* [Goal A]:
In the sportsbook arbitrage project description, which library was used to scrape data from the sportsbooks?
* [Goal B]:
Continue the sportsbook arbitrage project description from the point where it ends.

* [Selected excerpt]:
————

×
This passion project of mine that I brought to Cornell Data Science involved finding opportunities to
exploit arbitrage via sportsbook webscraping, JSON parsing, and arbitrage calculations. Arbitrage
is defined as a scenario where two different sportsbooks have alternate odds expectations on a matchup;
because of this, placing bets on both sides of the match in both sportsbooks can theoretically make the
risk zero.
I utilized BeautifulSoup to scrape data from American and offshore sportsbooks, while overseeing
Python request management as some sportsbooks prevent to many pings to their data. Further, I extraced
JSON data from a third-party odds aggregating API, and parsed through large responses to get the necessary
data we needed (sportsbooks names, odds for both teams, etc. for all matchups in the sport).

————

* [Material]:

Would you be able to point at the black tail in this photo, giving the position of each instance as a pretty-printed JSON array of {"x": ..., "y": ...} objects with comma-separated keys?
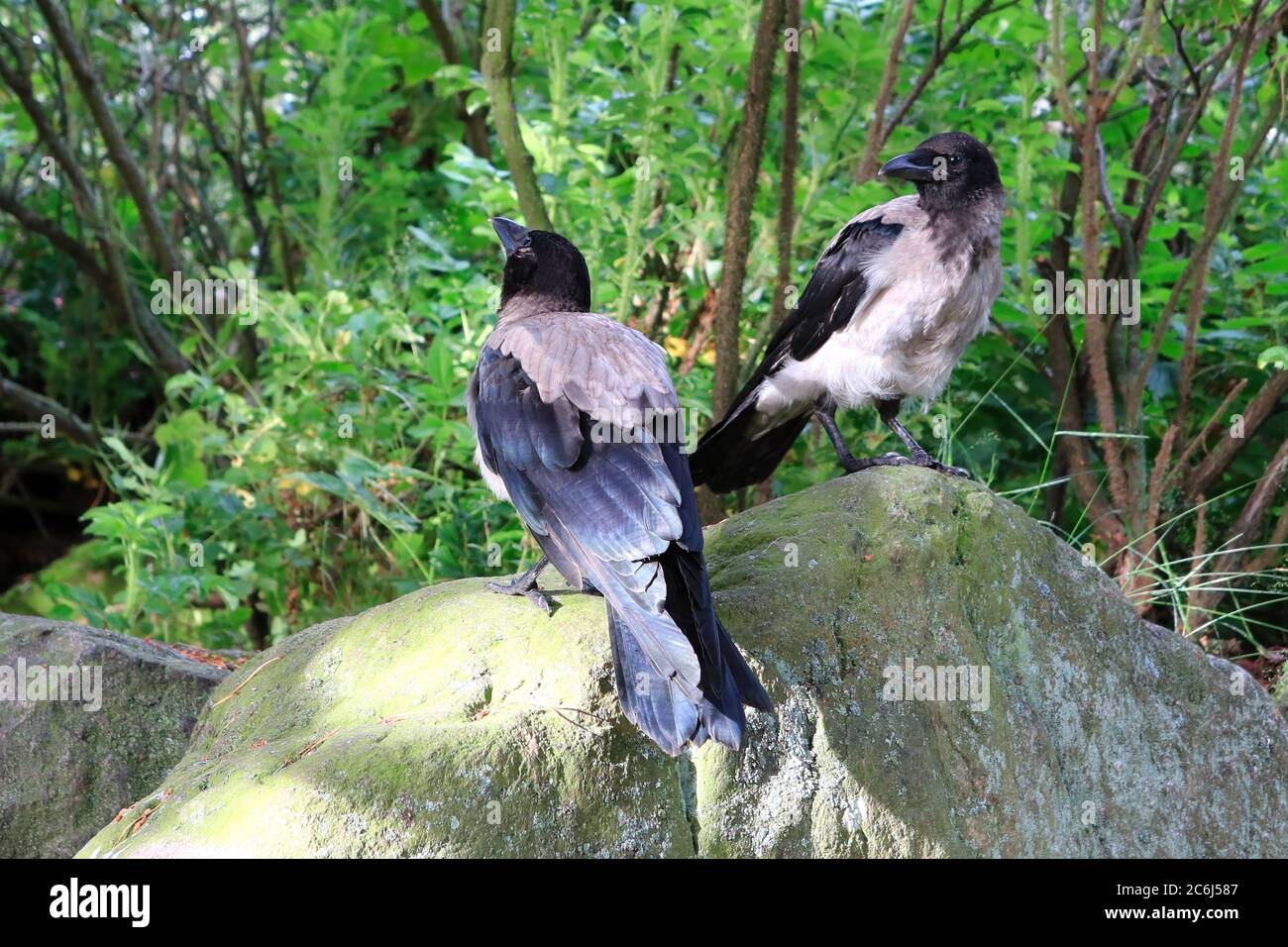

————

* [Answer A]:
BeautifulSoup

* [Answer B]:
Shown above is a sample API output from the third-party service. I had to go through this large
dictionary of data and develop a class structure in Python to store "events", and then identify the key
tags that were critical for an arbitrage calculation on a matchup. The right image shows a Pandas
dataframe from another third-party API for a series of baseball games. As indicated by the arbyHA and
arbyAH columns, the higher the first percentage in the tuple the more likely an arbitrage opportunity
exists.
We found that over all opportunities found, arbitrage trading led to higher profits in 46.3% of scenarios
compared to traditional betting on the favorite. This project was interesting in examining an alternative
betting strategy by leveraging computer science fundamentals, but also demonstrated that such a strategy
is most likely not feasible for most people unless they have a large amount of data and capital to gamble
on.